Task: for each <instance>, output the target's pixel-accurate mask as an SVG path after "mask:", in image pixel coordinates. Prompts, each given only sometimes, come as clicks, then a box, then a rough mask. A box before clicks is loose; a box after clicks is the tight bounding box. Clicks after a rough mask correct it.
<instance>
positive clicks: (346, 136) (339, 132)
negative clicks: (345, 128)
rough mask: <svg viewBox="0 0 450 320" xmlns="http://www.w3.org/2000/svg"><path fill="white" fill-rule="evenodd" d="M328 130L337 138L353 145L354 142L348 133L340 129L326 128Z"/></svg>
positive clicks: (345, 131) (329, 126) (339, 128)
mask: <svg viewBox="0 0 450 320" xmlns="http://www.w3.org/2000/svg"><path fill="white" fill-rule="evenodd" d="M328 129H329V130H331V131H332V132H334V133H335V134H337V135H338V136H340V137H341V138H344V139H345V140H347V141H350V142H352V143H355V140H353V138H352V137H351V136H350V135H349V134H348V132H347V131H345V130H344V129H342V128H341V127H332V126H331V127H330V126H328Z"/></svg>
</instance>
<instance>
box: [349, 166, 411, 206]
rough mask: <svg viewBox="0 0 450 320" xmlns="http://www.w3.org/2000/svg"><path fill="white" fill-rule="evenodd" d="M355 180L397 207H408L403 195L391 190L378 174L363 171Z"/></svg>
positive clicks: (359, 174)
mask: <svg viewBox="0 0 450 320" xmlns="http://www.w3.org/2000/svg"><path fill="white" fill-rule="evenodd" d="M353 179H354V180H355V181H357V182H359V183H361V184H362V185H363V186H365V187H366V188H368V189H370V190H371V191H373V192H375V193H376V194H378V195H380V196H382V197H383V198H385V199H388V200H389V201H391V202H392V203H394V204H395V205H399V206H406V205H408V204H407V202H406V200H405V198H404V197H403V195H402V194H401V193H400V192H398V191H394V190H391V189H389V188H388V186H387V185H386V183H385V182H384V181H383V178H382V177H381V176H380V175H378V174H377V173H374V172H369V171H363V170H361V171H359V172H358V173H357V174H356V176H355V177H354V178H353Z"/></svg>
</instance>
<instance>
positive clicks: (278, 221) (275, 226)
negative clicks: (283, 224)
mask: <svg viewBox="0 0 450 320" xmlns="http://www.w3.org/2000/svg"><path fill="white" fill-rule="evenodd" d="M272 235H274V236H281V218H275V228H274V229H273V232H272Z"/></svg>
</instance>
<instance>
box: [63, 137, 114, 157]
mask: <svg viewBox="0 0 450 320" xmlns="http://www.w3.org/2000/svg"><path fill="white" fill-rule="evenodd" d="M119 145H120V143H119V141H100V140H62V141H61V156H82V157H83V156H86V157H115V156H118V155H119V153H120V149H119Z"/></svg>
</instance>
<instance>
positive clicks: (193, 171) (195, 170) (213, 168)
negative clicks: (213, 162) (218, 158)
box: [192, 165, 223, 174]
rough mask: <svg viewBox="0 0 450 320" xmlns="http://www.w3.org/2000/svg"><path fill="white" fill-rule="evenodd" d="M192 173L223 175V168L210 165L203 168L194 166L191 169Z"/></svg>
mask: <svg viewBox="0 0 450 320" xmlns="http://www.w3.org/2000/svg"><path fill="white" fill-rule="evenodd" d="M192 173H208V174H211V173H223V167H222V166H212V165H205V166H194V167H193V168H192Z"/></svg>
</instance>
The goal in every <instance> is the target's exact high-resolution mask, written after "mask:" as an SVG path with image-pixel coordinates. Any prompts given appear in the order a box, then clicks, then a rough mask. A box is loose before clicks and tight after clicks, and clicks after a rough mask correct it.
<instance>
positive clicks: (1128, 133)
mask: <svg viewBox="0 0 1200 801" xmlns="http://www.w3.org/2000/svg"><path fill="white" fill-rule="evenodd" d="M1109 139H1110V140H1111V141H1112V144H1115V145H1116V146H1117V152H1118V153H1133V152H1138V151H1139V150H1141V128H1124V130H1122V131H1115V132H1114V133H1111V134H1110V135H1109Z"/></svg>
==
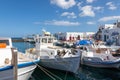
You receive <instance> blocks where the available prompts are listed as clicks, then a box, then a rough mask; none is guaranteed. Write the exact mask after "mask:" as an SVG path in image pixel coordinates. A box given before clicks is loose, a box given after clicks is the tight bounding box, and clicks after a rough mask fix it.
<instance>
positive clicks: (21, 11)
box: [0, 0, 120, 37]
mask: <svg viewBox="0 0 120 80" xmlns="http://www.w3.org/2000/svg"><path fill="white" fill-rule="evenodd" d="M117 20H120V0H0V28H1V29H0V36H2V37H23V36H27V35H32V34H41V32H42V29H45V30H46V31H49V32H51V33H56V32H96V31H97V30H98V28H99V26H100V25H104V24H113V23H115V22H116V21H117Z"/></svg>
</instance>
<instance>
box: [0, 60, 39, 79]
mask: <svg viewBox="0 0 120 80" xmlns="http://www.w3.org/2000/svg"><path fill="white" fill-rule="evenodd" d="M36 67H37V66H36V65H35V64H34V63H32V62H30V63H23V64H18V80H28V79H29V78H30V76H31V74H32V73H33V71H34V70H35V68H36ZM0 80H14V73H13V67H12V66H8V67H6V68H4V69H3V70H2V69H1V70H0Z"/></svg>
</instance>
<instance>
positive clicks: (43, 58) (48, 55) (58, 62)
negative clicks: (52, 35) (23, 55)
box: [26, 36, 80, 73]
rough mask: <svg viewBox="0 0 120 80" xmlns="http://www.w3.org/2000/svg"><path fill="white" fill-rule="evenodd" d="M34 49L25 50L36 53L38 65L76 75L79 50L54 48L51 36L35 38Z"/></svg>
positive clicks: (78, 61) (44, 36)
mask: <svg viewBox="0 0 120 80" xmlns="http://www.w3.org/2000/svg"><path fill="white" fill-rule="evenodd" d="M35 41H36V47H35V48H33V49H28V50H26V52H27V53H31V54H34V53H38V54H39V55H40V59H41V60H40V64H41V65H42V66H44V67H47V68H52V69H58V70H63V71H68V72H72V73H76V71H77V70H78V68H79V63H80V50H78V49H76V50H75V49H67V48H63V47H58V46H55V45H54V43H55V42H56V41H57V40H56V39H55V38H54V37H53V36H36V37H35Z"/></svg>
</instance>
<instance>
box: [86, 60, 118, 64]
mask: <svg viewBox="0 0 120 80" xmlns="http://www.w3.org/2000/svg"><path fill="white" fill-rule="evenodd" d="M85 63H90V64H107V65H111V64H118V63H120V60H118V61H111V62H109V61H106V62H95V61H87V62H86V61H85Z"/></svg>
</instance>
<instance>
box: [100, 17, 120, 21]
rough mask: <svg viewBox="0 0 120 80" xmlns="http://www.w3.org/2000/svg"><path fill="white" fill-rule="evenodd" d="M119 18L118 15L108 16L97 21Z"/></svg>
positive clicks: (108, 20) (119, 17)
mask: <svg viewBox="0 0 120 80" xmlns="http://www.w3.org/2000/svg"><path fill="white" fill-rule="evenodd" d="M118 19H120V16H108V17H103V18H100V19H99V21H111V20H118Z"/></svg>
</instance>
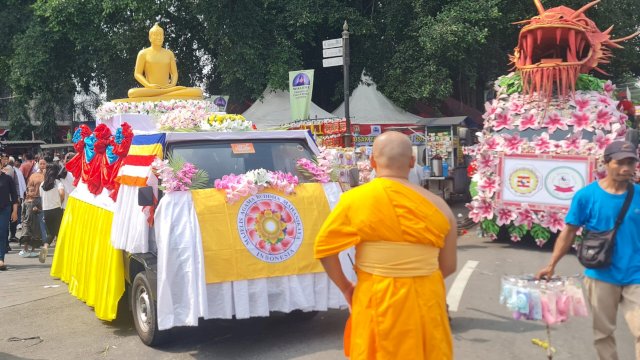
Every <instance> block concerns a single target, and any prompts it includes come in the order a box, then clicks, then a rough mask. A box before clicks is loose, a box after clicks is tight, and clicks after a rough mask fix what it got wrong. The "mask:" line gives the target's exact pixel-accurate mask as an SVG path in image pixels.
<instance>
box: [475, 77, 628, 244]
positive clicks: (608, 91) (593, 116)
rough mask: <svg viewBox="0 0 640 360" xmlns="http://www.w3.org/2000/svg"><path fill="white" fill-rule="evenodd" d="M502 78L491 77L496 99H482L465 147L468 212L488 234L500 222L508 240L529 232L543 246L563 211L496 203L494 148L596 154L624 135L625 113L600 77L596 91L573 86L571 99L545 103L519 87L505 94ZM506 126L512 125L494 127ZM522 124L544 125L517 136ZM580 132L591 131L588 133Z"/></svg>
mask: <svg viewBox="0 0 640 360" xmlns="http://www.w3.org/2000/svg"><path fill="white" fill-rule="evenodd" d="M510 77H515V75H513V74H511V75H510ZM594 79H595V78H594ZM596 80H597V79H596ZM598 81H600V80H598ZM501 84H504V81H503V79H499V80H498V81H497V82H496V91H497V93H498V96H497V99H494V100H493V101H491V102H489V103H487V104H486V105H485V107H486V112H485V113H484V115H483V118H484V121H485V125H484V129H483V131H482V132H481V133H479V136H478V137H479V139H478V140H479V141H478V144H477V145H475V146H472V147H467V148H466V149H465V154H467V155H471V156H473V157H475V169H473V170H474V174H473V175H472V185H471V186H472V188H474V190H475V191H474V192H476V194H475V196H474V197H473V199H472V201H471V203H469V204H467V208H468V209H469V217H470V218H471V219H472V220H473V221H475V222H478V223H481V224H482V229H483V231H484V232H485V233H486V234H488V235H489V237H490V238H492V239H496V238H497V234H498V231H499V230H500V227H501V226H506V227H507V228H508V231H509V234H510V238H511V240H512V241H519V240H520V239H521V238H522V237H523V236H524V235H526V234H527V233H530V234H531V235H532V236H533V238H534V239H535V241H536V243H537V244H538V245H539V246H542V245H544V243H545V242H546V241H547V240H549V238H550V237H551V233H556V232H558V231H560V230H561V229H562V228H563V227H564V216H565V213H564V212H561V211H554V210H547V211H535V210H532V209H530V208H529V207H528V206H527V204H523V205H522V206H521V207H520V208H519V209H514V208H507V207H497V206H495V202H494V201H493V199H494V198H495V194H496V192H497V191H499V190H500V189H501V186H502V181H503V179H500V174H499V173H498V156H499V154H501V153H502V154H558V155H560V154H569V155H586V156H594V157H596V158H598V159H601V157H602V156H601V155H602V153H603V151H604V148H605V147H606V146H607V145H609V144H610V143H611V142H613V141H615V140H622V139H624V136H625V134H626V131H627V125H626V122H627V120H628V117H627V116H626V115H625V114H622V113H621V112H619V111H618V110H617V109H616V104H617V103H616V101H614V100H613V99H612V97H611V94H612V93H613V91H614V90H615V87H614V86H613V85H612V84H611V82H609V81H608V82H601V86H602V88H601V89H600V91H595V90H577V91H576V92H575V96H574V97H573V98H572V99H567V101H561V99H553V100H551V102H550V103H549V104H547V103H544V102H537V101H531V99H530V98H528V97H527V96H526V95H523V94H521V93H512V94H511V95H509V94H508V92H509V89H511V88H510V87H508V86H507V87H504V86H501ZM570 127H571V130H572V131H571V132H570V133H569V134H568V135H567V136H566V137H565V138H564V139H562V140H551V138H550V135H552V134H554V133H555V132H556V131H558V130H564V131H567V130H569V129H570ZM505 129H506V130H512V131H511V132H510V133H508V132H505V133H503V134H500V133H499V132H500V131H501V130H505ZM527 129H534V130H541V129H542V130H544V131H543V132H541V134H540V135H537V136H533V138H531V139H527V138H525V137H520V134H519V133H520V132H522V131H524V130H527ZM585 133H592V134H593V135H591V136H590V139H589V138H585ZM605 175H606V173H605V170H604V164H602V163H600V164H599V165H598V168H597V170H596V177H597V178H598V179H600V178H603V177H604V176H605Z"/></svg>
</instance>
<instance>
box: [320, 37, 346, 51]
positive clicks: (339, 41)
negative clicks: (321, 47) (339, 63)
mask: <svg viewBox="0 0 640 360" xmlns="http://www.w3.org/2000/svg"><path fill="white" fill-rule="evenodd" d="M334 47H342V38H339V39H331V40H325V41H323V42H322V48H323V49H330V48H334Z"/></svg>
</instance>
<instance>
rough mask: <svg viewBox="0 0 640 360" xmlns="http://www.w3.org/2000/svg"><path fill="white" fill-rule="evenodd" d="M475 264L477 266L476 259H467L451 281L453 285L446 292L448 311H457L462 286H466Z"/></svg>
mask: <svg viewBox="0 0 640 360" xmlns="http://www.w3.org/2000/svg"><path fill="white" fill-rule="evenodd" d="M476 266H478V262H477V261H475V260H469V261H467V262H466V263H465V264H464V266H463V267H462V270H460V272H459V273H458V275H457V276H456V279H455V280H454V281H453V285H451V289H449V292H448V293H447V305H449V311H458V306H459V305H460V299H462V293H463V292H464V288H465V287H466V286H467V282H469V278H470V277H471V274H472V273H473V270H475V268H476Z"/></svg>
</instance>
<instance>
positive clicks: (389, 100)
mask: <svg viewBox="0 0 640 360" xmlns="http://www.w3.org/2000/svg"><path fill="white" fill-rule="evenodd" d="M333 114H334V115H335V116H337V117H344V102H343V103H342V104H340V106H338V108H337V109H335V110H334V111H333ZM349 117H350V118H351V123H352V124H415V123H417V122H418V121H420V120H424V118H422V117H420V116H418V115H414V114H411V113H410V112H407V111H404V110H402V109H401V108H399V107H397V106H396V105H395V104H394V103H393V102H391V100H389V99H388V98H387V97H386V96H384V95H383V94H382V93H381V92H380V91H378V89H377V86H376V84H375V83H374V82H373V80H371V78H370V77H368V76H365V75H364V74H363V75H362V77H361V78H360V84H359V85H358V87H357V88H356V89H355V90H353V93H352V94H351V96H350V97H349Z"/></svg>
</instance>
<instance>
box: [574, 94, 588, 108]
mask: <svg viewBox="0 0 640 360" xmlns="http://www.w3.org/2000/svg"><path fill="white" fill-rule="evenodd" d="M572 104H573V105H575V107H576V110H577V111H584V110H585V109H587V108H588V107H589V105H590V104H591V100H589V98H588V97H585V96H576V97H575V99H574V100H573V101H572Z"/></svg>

Directive:
Which lines of the listing contain the string "negative"? Copy each of those lines in full.

Task solution:
negative clicks: (345, 128)
negative clicks: (283, 224)
negative clicks: (213, 162) (218, 158)
negative clicks: (52, 35) (23, 55)
negative clicks: (321, 47) (339, 63)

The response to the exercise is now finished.